* _Text section_:
# Location Pizza place

### Description of the project

The main objective of the project is to select in which *comuna* (borough in english) will be best to put a pizza place in Santiago, Chile, making a comparison with the information obtained with the city of New York .

In this first part I need to create a Dataframe with the geolocation of the different *comunas* in Santiago, Chile, to then proceed to analize the information available in them with Foursquare focussing in pizza places and their ratings. 
Then is necessary to make the same analysis with the city of New York and look for characteristics in the boroughs which have the biggest quantity of pizza places and with the best ratings to find the best *comuna* to put a pizza place in Santiago.

### Libraries needed

In [1]:
import numpy as np # library to handle data in a vectorized manner

import pandas as pd # library for data analsysis
pd.set_option('display.max_columns', None)
pd.set_option('display.max_rows', None)

import json # library to handle JSON files


!conda install -c conda-forge geopy --yes # uncomment this line if you haven't completed the Foursquare API lab

from geopy.geocoders import Nominatim # convert an address into latitude and longitude values

import requests # library to handle requests
from pandas.io.json import json_normalize # tranform JSON file into a pandas dataframe

# Matplotlib and associated plotting modules
import matplotlib.cm as cm
import matplotlib.colors as colors

# import k-means from clustering stage
from sklearn.cluster import KMeans

!conda install -c conda-forge folium=0.5.0 --yes # uncomment this line if you haven't completed the Foursquare API lab
import folium # map rendering library

print('Libraries imported.')

Collecting package metadata (current_repodata.json): failed

NotWritableError: The current user does not have write permissions to a required path.
  path: /home/lorena/.conda/pkgs/urls.txt
  uid: 1000
  gid: 1000

If you feel that permissions on this path are set incorrectly, you can manually
change them by executing

  $ sudo chown 1000:1000 /home/lorena/.conda/pkgs/urls.txt

In general, it's not advisable to use 'sudo conda'.


Collecting package metadata (current_repodata.json): failed

NotWritableError: The current user does not have write permissions to a required path.
  path: /home/lorena/.conda/pkgs/urls.txt
  uid: 1000
  gid: 1000

If you feel that permissions on this path are set incorrectly, you can manually
change them by executing

  $ sudo chown 1000:1000 /home/lorena/.conda/pkgs/urls.txt

In general, it's not advisable to use 'sudo conda'.


Libraries imported.


##  *Comunas* of Santiago, Chile

Import information of ***comunas*** in Santiago from Wikipedia

In [2]:
santiago_comunas = pd.read_html('https://es.wikipedia.org/wiki/Anexo:Comunas_de_Santiago_de_Chile')[3]
print(santiago_comunas.shape)

* _Set task A_: Copy the pizza place location notebook word for word, starting with "# import k-means" and going on through "print('Libraries imported.')".
* _Set task B_: Pick up the pizza place location notebook after its last line and carry it forward.

* _Data excerpt_:
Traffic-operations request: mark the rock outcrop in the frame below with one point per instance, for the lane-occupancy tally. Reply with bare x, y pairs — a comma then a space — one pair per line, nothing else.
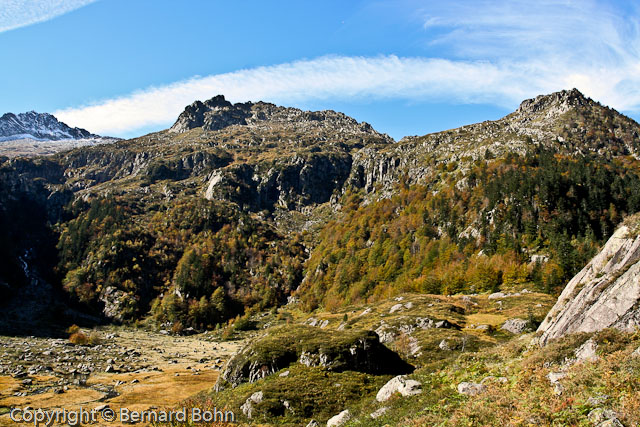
606, 293
333, 351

* _Answer A_:
# import k-means from clustering stage
from sklearn.cluster import KMeans

!conda install -c conda-forge folium=0.5.0 --yes # uncomment this line if you haven't completed the Foursquare API lab
import folium # map rendering library

print('Libraries imported.')

* _Answer B_:
santiago_comunas.head()

(36, 8)


Unnamed: 0,Comuna,Ubicación?,Población (2017)?,Viviendas (2002)?,Densidad poblacional (2002) ?,Crecimiento demográfico (2002-2017)?,ICVU (2019)?,Pobreza (2015)?
0,Cerrillos,surponiente,80832,19811.0,4329.08,12.9%,47.82 (74),19.7
1,Cerro Navia,norponiente,132622,35277.0,13482.91,-10.7%,42.42 (92),35.6
2,Conchalí,norte,126955,32609.0,12070.29,-4.4%,46.52 (84),21.6
3,El Bosque,sur,162505,42808.0,12270.72,-7.3%,48.54 (70),27.0
4,Estación Central,surponiente,147041,32357.0,9036.31,16.6%,49.96 (64),14.5


Importing the postcode of every *comuna* in Chile from Wikipedia

In [3]:
post_chile = pd.read_html('https://es.wikipedia.org/wiki/Anexo:C%C3%B3digos_postales_de_Chile')[0]
post_chile.rename(columns={'Comuna/localidad':'Comuna','Código':'Codigo'},inplace=True)
 
print(post_chile.shape)
post_chile.head()

(344, 2)


Unnamed: 0,Comuna,Codigo
0,Algarrobo,2710000
1,Alhué,9650000
2,Alto Biobío,4590000
3,Alto del Carmen,1650000
4,Alto Hospicio,1130000


Cleaning the dataframe to leave only the information needed

In [4]:
santiago_comunas.drop([santiago_comunas.columns[1],santiago_comunas.columns[2],santiago_comunas.columns[3],santiago_comunas.columns[4],santiago_comunas.columns[5],santiago_comunas.columns[6],santiago_comunas.columns[7]], axis=1, inplace=True)
santiago_comunas.head()

Unnamed: 0,Comuna
0,Cerrillos
1,Cerro Navia
2,Conchalí
3,El Bosque
4,Estación Central


Merging both dataframe to leave the name of the column with its postcode

In [5]:
Santiago = pd.merge(post_chile , santiago_comunas, on='Comuna', how='inner')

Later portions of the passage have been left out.